*Task instructions:*
**a)** In the excerpt about writing idea pages to the research wiki, what happens to this phase if Phase 0 did not run?
**b)** In the excerpt about writing idea pages to the research wiki, condense the paragraph beginning "$WIKI_SCRIPT was resolved in Phase 0 above" into a short bulleted list.
**c)** Proceed with the excerpt about writing idea pages to the research wiki, picking up after its last line.

This is critical for spiral learning — without it, ideas/ stays empty and re-ideation has no memory.

$WIKI_SCRIPT was resolved in Phase 0 above. If Phase 0 did not run (no research-wiki/), this phase is skipped. If Phase 0 ran but the resolution chain failed to find the helper ($WIKI_SCRIPT is empty), the page-write step still runs (idea pages are plain markdown the agent writes directly), but the edge / query-pack / log steps that require the helper are skipped with a single warning.

if research-wiki/ exists:
    for each idea in recommended_ideas + eliminated_ideas:
        1. Create page: research-wiki/ideas/<idea_id>.md
           - node_id: idea:<id>
           - stage: proposed (or: archived)
           - outcome: unknown
           - based_on: [paper:<slug>, ...]
           - target_gaps: [gap:<id>, ...]
           - Include: hypothesis, proposed method, expected outcome

        2. Add edges (only if $WIKI_SCRIPT resolved):
           [ -n "$WIKI_SCRIPT" ] && python3 "$WIKI_SCRIPT" add_edge research-wiki/ --from "idea:<id>" --to "paper:<slug>" --type inspired_by --evidence "..."

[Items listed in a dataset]
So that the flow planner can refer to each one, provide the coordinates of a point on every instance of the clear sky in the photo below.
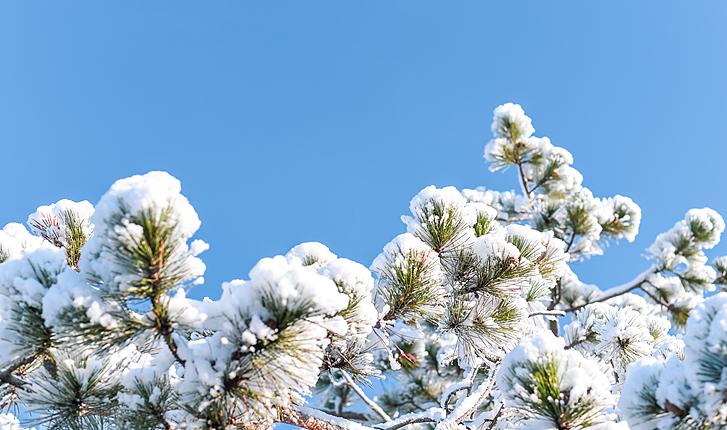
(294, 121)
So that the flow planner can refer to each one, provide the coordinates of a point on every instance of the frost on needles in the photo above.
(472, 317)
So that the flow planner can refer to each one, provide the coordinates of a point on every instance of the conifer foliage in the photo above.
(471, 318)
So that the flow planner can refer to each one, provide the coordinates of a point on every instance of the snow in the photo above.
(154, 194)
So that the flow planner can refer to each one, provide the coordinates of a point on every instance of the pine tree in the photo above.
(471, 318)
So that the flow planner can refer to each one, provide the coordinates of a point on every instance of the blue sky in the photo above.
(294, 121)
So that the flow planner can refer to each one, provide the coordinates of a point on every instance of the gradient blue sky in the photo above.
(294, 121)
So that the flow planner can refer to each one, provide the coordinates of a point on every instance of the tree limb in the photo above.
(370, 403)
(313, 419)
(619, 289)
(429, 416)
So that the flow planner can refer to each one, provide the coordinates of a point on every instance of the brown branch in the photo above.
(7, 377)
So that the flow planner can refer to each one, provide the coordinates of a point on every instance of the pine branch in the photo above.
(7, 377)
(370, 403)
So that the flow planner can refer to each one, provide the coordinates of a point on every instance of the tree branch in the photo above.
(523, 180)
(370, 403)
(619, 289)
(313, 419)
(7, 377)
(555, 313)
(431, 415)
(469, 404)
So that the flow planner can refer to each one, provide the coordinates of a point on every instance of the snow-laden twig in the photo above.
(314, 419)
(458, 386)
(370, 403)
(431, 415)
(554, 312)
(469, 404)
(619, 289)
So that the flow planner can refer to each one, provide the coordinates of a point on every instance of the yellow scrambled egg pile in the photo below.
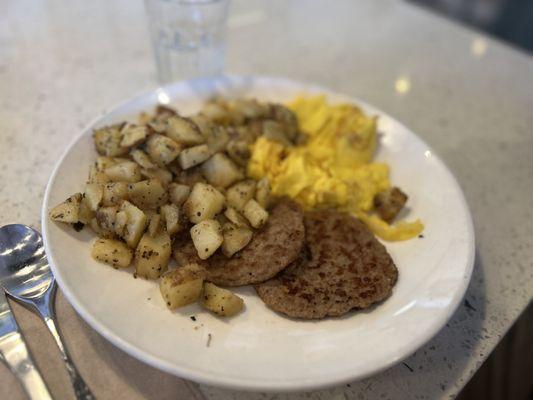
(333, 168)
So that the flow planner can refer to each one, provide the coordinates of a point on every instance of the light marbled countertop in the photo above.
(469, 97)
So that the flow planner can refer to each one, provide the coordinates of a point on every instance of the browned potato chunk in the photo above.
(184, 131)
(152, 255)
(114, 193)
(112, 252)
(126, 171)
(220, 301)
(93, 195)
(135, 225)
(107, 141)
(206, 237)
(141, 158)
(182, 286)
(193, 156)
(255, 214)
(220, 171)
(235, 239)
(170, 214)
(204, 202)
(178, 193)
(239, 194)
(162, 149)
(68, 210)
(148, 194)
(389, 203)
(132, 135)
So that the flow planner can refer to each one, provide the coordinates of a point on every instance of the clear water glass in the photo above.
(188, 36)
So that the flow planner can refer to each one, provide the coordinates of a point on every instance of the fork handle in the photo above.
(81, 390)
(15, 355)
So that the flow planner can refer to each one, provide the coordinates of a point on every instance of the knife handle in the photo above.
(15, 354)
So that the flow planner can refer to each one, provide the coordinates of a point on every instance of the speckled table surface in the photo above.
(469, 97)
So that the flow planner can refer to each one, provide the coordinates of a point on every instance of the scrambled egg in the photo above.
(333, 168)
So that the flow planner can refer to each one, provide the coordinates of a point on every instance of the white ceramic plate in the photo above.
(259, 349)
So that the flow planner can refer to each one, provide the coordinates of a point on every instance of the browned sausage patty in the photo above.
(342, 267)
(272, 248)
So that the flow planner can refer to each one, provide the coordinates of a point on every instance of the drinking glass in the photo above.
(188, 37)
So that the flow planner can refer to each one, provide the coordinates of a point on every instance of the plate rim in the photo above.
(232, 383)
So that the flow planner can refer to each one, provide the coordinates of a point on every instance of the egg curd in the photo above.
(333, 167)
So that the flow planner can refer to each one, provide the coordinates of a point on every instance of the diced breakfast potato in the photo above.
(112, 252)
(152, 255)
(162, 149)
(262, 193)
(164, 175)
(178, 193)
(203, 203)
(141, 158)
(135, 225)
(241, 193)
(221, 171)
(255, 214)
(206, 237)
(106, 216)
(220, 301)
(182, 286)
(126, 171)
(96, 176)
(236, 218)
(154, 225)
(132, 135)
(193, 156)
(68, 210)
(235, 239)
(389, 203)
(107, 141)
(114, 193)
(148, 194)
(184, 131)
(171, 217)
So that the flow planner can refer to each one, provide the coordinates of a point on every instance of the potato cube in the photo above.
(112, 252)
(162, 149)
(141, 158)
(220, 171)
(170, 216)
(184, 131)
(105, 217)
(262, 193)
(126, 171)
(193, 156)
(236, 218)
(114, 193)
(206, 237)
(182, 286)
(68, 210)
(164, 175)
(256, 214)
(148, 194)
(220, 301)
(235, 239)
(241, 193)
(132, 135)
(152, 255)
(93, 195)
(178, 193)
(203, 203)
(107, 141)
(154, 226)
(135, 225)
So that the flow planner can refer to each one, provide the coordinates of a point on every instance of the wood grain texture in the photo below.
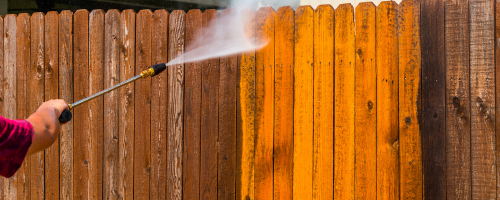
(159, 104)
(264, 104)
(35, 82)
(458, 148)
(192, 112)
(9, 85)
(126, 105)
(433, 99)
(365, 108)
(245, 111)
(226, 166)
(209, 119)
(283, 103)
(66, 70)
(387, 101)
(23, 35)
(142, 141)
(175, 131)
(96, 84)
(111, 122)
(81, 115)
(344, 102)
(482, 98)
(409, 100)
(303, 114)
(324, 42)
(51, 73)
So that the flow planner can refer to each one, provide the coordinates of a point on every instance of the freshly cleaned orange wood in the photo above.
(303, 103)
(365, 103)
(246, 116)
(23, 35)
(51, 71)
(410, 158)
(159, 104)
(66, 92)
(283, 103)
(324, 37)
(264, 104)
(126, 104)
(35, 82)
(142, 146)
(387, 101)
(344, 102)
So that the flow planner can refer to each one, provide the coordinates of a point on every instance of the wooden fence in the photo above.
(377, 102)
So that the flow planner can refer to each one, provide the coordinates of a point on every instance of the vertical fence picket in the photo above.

*Responses per task:*
**a)** The phase is skipped.

**b)**
- $WIKI_SCRIPT is resolved in Phase 0.
- If Phase 0 did not run (no research-wiki/), this phase is skipped.
- If Phase 0 ran but $WIKI_SCRIPT is empty, idea pages are still written as plain markdown by the agent.
- In that case, the edge, query-pack and log steps that need the helper are skipped with a single warning.

**c)**
           [ -n "$WIKI_SCRIPT" ] && python3 "$WIKI_SCRIPT" add_edge research-wiki/ --from "idea:<id>" --to "gap:<id>" --type addresses_gap --evidence "..."

    Rebuild query pack (only if $WIKI_SCRIPT resolved):
        [ -n "$WIKI_SCRIPT" ] && python3 "$WIKI_SCRIPT" rebuild_query_pack research-wiki/
    Log (only if $WIKI_SCRIPT resolved):
        [ -n "$WIKI_SCRIPT" ] && python3 "$WIKI_SCRIPT" log research-wiki/ "idea-creator wrote N ideas (M recommended, K eliminated)"

    if [ -z "$WIKI_SCRIPT" ]:
        echo "WARN: idea pages were written but edges / query_pack / log were skipped because research_wiki.py is unreachable (see Phase 0 warning above)." >&2

Output Protocols

Follow these shared protocols for all output files:

• Output Versioning Protocol — apply selective milestone timestamping rules
• Output Manifest Protocol — log every output to MANIFEST.md
• Output Language Protocol — respect the project's language setting

Key Rules

• Large file handling: If the Write tool fails due to file size, immediately retry using Bash (cat << 'EOF' > file) to write in chunks. Do NOT ask the user for permission — just do it silently.

• The user provides a DIRECTION, not an idea. Your job is to generate the ideas.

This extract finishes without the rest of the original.